• GESTELLTE AUFGABE A: Entnimm den Datensätzen unten jede Zeile, in der das Wort „kindly“ vorkommt. Groß- und Kleinschreibung ist dabei zu beachten.

===== ZITIERTER TEXT =====

# Background Image oder IMG | Ladezeit



## silverhay (6. Oktober 2005)

Hallo,

was läd schneller:

Hintergrundbild oder img-Tag eingebundene Images?

Bis bald

silverhay


----------



## AKrebs70 (6. Oktober 2005)

Es bleibt gleich! Das Bild behält doch in beiden Fällen dieselbe Größe.


----------



## Gumbo (6. Oktober 2005)

Bei beiden Varianten muss die Grafik geladen werden. Ob es nun Zeitunterschiede bei der Darstellungen beider Varianten gibt, kann ich nicht sagen. Diese dürften jedoch nur minmal sein und sind dadurch vernachlässigbar.


----------



## AKrebs70 (6. Oktober 2005)

Gumbo hat gesagt.:
			
		

> Bei beiden Varianten muss die Grafik geladen werden. Ob es nun Zeitunterschiede bei der Darstellungen beider Varianten gibt, kann ich nicht sagen. Diese dürften jedoch nur minmal sein und sind dadurch vernachlässigbar.


Hmmm, warum solte es dort einen Zeitunterschied geben. Kann ich mir nicht vorstellen, werde aber gerne eines besseren belehrt!


----------

===== BEREITGESTELLTE DATEN =====

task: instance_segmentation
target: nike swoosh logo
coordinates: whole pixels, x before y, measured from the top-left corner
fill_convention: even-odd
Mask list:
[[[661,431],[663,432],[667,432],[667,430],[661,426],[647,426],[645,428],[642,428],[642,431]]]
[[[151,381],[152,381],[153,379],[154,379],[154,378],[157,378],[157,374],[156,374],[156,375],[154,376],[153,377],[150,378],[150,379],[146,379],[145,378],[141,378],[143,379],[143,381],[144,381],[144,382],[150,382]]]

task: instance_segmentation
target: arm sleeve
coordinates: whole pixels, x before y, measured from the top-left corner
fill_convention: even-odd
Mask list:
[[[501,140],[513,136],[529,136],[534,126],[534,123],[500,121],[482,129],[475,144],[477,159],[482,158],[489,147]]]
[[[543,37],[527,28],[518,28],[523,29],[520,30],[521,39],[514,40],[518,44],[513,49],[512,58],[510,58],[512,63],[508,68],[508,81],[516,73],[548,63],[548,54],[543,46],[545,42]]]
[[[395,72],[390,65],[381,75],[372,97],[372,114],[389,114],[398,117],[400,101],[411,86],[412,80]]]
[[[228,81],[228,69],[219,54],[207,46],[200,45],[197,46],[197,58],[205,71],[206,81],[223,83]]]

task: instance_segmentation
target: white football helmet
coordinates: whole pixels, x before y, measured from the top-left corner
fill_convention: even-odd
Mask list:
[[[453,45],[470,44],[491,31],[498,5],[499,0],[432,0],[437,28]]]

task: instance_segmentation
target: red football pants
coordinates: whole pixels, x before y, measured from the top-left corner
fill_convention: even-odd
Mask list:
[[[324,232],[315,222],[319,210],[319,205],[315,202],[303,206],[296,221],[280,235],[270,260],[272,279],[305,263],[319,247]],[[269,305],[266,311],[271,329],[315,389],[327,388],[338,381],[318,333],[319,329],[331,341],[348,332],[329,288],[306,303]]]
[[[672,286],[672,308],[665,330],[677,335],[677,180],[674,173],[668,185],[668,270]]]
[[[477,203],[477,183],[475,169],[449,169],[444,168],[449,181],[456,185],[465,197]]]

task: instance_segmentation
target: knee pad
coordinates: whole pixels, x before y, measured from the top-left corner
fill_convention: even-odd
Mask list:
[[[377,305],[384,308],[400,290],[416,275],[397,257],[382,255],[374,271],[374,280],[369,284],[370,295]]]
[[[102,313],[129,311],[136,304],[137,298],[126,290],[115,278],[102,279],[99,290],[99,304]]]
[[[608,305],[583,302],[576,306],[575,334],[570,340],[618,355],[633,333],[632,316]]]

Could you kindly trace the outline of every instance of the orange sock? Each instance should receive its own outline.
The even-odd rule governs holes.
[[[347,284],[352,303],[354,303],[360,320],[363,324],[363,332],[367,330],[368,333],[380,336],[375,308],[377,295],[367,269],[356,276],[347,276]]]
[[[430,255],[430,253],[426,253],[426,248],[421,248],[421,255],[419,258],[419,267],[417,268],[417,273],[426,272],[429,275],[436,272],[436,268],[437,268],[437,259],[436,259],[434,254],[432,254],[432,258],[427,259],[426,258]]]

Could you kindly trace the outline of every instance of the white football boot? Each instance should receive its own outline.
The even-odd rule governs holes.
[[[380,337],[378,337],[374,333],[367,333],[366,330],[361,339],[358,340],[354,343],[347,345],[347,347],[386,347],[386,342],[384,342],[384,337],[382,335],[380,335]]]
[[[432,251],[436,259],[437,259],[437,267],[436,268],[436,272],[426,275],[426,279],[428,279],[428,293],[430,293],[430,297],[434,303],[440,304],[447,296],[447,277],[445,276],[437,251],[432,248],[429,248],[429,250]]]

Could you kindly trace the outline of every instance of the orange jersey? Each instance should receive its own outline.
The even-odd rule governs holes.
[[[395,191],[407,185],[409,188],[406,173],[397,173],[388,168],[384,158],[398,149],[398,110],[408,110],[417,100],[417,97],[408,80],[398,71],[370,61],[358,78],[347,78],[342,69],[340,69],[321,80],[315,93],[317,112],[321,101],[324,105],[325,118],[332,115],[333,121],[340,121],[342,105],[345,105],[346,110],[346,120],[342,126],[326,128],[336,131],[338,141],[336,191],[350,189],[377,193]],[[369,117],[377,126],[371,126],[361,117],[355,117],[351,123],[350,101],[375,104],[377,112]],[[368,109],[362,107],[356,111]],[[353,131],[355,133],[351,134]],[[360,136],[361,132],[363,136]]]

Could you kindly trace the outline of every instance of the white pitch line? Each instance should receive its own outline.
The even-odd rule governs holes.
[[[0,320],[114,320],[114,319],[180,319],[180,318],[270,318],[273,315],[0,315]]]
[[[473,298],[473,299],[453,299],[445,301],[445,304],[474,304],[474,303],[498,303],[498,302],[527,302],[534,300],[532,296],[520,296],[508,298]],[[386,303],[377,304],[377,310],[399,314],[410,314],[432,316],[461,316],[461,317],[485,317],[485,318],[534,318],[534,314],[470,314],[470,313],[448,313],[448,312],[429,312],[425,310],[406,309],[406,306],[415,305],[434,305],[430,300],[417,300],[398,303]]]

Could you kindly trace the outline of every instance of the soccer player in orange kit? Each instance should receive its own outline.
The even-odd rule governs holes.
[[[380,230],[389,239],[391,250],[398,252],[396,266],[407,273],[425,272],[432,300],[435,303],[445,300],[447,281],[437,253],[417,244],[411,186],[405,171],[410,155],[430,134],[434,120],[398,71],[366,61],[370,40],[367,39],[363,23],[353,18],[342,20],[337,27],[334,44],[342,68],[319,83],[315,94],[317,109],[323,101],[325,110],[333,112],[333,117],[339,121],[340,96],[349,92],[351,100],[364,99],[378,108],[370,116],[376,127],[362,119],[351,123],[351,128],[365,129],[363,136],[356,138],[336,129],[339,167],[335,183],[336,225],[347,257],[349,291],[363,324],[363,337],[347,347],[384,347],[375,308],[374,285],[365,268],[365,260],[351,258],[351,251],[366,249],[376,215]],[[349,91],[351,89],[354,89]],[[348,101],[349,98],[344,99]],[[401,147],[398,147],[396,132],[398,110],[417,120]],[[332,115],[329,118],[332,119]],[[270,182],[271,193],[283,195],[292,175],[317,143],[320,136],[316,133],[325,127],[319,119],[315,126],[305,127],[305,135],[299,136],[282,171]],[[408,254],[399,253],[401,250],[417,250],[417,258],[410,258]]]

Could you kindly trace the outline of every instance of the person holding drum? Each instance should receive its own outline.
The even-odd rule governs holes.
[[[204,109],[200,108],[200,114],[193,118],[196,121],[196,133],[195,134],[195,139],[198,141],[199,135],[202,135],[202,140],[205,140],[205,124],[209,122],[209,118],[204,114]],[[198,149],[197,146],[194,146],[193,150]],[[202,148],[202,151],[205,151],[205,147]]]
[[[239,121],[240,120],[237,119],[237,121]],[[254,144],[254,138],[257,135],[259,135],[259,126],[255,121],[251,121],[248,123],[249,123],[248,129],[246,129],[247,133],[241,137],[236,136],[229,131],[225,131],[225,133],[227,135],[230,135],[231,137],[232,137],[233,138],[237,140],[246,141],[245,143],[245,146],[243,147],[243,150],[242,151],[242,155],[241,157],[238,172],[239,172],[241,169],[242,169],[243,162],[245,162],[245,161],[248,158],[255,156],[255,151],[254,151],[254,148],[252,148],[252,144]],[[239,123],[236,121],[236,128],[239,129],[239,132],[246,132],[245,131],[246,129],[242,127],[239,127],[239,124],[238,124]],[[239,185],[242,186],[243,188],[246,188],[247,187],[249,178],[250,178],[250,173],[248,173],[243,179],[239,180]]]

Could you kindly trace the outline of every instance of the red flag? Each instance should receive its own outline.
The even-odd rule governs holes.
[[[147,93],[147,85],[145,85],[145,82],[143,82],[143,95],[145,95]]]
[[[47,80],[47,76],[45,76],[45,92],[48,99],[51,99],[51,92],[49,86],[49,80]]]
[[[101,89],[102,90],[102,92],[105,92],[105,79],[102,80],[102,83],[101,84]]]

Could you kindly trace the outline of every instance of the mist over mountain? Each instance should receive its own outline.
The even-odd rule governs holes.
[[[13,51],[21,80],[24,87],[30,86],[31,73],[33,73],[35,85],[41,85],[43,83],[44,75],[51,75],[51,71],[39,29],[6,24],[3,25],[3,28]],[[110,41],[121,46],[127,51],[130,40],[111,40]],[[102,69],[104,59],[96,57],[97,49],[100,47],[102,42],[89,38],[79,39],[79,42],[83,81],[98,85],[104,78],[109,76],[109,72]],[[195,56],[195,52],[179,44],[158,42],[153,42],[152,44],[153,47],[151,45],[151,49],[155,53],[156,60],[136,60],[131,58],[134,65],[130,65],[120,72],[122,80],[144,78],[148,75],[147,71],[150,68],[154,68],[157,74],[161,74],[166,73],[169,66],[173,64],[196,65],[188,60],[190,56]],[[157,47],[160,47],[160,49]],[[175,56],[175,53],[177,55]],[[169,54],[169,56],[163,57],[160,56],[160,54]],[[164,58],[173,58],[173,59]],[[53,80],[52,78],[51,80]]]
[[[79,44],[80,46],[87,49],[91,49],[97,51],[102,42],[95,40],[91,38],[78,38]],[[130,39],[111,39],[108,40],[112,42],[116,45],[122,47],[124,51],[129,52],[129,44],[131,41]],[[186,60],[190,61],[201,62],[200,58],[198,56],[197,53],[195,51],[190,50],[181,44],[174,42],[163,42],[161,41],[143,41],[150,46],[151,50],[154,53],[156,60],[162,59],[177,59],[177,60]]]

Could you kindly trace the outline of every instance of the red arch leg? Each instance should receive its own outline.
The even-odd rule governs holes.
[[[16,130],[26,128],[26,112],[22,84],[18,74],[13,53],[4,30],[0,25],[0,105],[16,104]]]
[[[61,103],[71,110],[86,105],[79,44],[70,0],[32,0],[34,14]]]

=====

• GESTELLTE AUFGABE B: Schreib aus dem Forenthread über Ladezeiten oben den Abschnitt zwischen „Hintergrundbild oder img-Tag“ und „Fällen dieselbe Größe.“ einschließlich dieser beiden Stellen wortgetreu heraus.

• SCHRIFTLICHE ANTWORT A:
Could you kindly trace the outline of every instance of the orange sock? Each instance should receive its own outline.
Could you kindly trace the outline of every instance of the white football boot? Each instance should receive its own outline.
Could you kindly trace the outline of every instance of the orange jersey? Each instance should receive its own outline.
Could you kindly trace the outline of every instance of the white pitch line? Each instance should receive its own outline.
Could you kindly trace the outline of every instance of the soccer player in orange kit? Each instance should receive its own outline.
Could you kindly trace the outline of every instance of the person holding drum? Each instance should receive its own outline.
Could you kindly trace the outline of every instance of the red flag? Each instance should receive its own outline.
Could you kindly trace the outline of every instance of the mist over mountain? Each instance should receive its own outline.
Could you kindly trace the outline of every instance of the red arch leg? Each instance should receive its own outline.

• SCHRIFTLICHE ANTWORT B:
Hintergrundbild oder img-Tag eingebundene Images?

Bis bald

silverhay


----------



## AKrebs70 (6. Oktober 2005)

Es bleibt gleich! Das Bild behält doch in beiden Fällen dieselbe Größe.